§ Passage shown:
++++++++++++++++++++

Jean Ginsburg
Quick Facts
Biography
Jean Ginsburg (19 October 1926 – 8 April 2004) was an English physician and physiologist who specialised in reproductive endocrinology and infertility.
Early life
Ginsburg was born in London on 19 October 1926. Her parents were Russian-Jewish political refugees who had migrated in 1921 following the Russian Revolution. Her father, Naum Ginsburg, was a civil engineer who had been imprisoned for sheltering Leon Trotsky; her mother, Anya Bielenky, a pianist, had bribed a Bolshevik official to release her husband.
Ginsburg was educated at St Paul's Girls' School in London and Somerville College at the University of Oxford, where she gained an honours degree in physiology. She went on to study at St Mary's Hospital Medical School, and in 1952 became one of the first women to graduate from there.

++++++++++++++++++++

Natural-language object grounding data
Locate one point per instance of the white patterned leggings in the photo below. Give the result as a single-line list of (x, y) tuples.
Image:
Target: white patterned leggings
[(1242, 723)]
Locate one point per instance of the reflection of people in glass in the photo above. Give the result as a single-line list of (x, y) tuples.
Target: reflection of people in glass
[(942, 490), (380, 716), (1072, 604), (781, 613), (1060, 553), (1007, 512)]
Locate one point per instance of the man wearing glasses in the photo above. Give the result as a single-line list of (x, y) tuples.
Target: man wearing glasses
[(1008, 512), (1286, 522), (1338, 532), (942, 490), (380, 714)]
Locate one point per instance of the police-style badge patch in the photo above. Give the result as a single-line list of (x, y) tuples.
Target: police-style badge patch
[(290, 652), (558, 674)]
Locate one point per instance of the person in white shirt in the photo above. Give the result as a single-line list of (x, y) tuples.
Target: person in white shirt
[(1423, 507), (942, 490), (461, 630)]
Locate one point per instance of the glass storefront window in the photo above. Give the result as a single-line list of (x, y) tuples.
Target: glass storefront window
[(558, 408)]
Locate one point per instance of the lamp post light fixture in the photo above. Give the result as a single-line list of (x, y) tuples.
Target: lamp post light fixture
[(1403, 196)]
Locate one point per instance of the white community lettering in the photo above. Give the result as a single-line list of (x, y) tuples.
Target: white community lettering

++++++++++++++++++++

§ The problem: Rewrite the Jean Ginsburg biography from "Ginsburg was educated" to "graduate from there.", changing "gained" to "earned".

§ Output for this exercise:
Ginsburg was educated at St Paul's Girls' School in London and Somerville College at the University of Oxford, where she earned an honours degree in physiology. She went on to study at St Mary's Hospital Medical School, and in 1952 became one of the first women to graduate from there.